§ INSTRUCTIONS TO FOLLOW: Extend the newsgroup reply below on Zope, Python, and static typing, beginning right after its final sentence.

§ TEXT PROVIDED:
^^^^^^^^^^^^^^^^

Zope & Python

Alex Martelli aleaxit at yahoo.com
Fri Sep 15 15:29:12 CEST 2000


"Leon Booyens" <leon_booyens at xsinet.co.za> wrote in message
news:39c208eb$0$231 at hades.is.co.za...
> Hi,
>
> I asked one of our specialists if we should not consider using Zope
instead
> of tomcat and Python instead of Java.
>
> His reply was as follows :
>
> Do you agree with all these comments ?

Of course not, or else we would hardly be following this group:-).  But
the first key issue is the usual one: whether compile-time-enforced
static typing is mandatory (or even particularly advisable) to develop
big apps (the current buzzword for which is "enterprise") or not.

Users of languages such as Smalltalk or Erlang (or Python:-) clearly
think it isn't.  The whole "Extreme Programming" methodology (which
has clearly gained buzzword status:-) was born out of Smalltalk use
(for a _huge_ enterprise application, as it happens), and makes
static typing basically irrelevant due to its fanatical insistence
on testing -- your tests MUST be good enough to catch a zillion
possible logical errors (which simple type-checking would miss -- or
do you think any Java application is magically bug-free?-), so of
course, as a side effect, they'll also catch any type-error, they're
the easiest kind to catch (in a language that is *strongly* typed,
albeit dynamically: this applies to Smalltalk just as well as Erlang
or Python; it may be somewhat worse in a language that's truly weakly
typed, such as Perl, but that is not at issue here and now).

Erlang is the language used at Ericsson to develop applications which,
besides being huge & complex, pose extremely strict requirements of
quality and availability -- they control telecom switches & other
equipment.  Bluetail, another Swedish company that uses Erlang about
exclusively (www.bluetail.com), "provides software to ISPs for making
high-availability fault-tolerant mail handling systems" and more
generally "manufactures and markets content-intelligent traffic
management software for high-volume Web computing environments".

^^^^^^^^^^^^^^^^

§ DATA SHOWN:

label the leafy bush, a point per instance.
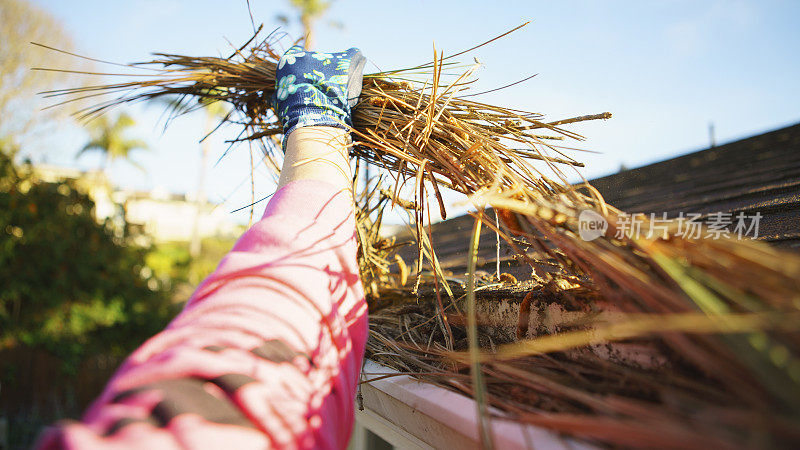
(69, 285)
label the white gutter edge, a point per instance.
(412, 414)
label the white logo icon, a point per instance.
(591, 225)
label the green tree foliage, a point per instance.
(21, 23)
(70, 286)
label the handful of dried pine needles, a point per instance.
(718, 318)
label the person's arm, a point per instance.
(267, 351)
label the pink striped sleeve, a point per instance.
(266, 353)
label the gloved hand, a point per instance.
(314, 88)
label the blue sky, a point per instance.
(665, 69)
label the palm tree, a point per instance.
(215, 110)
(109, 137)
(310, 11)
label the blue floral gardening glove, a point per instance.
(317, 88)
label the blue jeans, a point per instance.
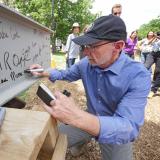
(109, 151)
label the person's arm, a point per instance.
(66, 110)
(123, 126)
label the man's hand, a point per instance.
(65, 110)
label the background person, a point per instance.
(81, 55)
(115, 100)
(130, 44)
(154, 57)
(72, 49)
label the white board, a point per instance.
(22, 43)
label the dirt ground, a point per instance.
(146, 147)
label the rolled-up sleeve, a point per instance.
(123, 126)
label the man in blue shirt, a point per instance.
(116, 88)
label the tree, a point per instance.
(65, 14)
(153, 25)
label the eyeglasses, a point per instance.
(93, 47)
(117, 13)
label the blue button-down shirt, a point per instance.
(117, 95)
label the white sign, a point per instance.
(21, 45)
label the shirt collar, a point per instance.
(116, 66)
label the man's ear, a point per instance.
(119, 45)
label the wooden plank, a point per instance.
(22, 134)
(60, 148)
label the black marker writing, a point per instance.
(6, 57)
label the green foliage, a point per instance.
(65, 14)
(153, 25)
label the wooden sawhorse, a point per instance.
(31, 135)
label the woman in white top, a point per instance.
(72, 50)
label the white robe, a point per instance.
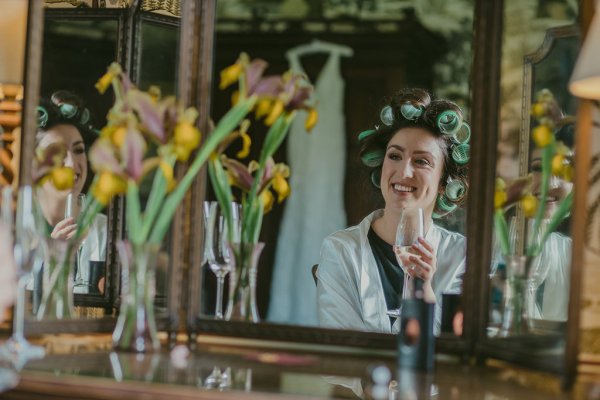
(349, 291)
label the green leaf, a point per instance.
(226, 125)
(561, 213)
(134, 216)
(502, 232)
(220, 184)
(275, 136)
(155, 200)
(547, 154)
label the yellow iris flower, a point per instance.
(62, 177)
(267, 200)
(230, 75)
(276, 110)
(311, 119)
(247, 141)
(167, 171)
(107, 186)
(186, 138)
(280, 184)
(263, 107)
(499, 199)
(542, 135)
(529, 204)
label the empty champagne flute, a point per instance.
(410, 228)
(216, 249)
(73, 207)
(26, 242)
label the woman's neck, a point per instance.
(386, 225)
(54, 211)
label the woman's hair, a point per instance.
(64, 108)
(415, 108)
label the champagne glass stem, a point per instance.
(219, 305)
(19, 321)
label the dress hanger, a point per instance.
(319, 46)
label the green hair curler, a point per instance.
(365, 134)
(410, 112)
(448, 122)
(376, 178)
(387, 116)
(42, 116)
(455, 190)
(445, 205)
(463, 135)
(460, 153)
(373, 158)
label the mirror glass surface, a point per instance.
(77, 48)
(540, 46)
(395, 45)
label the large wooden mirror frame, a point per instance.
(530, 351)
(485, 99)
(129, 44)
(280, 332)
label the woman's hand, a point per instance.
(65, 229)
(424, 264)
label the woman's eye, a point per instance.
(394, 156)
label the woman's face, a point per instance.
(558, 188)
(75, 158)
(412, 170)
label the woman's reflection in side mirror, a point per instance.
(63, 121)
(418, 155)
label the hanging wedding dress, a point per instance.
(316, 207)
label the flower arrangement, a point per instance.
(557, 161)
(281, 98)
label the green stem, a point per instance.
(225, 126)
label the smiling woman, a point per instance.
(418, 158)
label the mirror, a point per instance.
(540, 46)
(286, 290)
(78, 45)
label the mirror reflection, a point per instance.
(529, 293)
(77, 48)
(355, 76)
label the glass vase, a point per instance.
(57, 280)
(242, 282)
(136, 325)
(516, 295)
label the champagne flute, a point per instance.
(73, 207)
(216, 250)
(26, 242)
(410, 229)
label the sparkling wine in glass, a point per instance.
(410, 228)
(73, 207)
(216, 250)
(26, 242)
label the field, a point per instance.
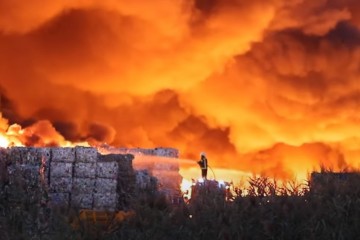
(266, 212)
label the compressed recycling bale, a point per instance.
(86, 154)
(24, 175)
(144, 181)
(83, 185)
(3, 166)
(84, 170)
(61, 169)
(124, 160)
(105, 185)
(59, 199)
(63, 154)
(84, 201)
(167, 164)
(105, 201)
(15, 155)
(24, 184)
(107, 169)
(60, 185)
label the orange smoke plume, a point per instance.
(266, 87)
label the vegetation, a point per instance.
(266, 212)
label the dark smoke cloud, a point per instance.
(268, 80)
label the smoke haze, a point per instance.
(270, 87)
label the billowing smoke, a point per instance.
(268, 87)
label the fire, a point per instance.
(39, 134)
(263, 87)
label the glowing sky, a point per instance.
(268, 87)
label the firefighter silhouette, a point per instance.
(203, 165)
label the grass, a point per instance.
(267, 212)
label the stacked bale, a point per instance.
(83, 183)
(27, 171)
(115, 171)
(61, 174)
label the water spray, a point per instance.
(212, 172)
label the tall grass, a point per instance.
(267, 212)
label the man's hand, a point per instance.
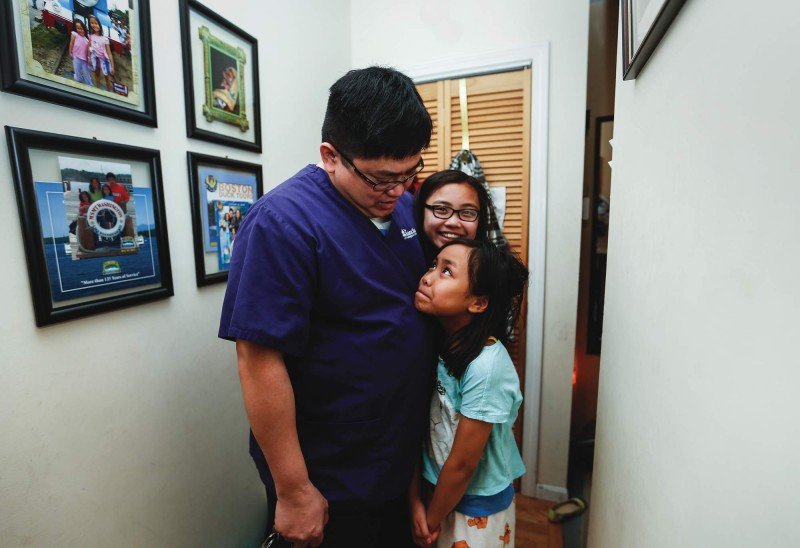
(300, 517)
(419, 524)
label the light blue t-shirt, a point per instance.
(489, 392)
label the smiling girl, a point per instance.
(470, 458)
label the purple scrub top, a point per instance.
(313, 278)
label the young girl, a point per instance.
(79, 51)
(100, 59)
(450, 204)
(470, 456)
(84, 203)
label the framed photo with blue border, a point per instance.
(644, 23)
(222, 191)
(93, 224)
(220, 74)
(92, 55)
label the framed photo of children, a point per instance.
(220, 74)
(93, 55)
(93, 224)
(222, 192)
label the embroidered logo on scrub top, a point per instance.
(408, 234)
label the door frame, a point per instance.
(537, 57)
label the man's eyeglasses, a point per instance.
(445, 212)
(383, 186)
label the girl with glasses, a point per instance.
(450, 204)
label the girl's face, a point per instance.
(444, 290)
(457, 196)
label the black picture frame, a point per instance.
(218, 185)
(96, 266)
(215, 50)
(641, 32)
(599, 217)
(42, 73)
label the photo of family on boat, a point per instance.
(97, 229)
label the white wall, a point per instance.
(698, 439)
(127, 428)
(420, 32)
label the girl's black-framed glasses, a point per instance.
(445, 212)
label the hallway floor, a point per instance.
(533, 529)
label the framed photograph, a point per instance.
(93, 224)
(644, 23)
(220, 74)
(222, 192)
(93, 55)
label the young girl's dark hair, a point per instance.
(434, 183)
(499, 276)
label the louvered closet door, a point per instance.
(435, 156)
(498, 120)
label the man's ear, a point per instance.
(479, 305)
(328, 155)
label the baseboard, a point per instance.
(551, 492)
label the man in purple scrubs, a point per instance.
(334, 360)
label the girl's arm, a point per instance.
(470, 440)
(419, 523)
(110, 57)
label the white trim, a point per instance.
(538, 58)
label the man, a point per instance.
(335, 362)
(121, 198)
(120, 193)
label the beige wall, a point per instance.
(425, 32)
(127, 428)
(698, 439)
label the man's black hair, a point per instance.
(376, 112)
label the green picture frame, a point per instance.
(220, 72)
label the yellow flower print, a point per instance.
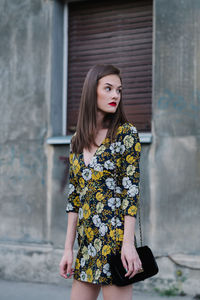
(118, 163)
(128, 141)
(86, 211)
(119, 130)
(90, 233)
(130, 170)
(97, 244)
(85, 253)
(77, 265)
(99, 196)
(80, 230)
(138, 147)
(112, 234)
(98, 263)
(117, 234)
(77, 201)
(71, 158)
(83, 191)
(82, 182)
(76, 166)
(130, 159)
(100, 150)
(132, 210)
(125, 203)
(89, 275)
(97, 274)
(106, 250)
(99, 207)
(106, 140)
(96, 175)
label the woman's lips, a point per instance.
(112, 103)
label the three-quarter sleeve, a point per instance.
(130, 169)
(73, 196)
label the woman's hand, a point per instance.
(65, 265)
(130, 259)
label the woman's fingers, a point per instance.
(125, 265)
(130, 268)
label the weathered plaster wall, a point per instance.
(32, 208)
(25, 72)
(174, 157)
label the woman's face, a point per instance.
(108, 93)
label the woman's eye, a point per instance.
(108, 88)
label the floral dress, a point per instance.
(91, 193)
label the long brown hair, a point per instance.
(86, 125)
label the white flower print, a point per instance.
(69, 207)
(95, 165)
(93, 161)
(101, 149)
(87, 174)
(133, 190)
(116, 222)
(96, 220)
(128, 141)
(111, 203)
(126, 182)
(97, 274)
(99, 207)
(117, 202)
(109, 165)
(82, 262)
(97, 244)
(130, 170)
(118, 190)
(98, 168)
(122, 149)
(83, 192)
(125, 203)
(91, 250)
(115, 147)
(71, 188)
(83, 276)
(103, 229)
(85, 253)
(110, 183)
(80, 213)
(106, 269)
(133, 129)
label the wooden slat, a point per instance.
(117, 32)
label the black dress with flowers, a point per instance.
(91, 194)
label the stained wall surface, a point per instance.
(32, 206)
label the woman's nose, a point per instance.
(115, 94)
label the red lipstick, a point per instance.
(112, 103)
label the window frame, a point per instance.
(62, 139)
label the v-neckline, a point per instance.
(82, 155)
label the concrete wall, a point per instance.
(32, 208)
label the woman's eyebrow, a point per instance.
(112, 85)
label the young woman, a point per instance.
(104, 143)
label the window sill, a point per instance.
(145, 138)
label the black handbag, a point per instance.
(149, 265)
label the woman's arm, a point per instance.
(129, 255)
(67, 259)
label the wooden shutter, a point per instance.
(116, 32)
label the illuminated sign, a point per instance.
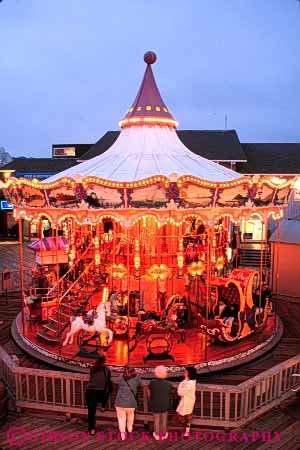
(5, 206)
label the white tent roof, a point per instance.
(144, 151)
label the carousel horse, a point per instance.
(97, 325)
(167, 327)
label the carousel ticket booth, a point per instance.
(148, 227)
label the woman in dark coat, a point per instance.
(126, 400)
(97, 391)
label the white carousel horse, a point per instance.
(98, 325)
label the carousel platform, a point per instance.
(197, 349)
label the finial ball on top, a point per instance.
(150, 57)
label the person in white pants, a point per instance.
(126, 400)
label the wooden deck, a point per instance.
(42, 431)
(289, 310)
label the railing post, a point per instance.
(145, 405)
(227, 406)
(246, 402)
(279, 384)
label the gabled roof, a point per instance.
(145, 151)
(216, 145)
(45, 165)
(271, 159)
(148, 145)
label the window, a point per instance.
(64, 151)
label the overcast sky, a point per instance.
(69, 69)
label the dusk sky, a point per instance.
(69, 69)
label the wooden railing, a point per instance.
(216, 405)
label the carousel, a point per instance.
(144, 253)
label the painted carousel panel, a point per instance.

^^^^^^^^^^^^^^^^

§ EXERCISE RESPONSE:
They've just been acquired for US $152 Million by a US company; not
bad for a company that's about 1 and 1/2 years old and has 25
employees -- that's a cool US$ six million per employee, with
a couple million dollars' worth of spare change.  Note that the
key technical people in Bluetail are (some of) those who invented
Erlang back in Ericsson -- their bet was to leave and found their
company to prove that their technology (Erlang) was just as good
for developing other kinds of complex applications, currently in
great demand, and needing top quality and availability as well as
intrinsically very complex logic -- the software infrastructure
for e-commerce, basically.  What the US buyers are buying is,
basically, the Bluetailers' know-how and technology, with a view
to deploying it widely in their own applications -- and, again,
that technology's focus starts from Erlang, a *dynamically* typed
language, just like Python.

You can also look at the BeOpen Pythonlab site for a selection of
firms that are using Python today for business-critical software,
just as General Electric (and untold-many others) are using
Smalltalk, just as Ericsson and (now) a Nortel affiliate are
using Erlang.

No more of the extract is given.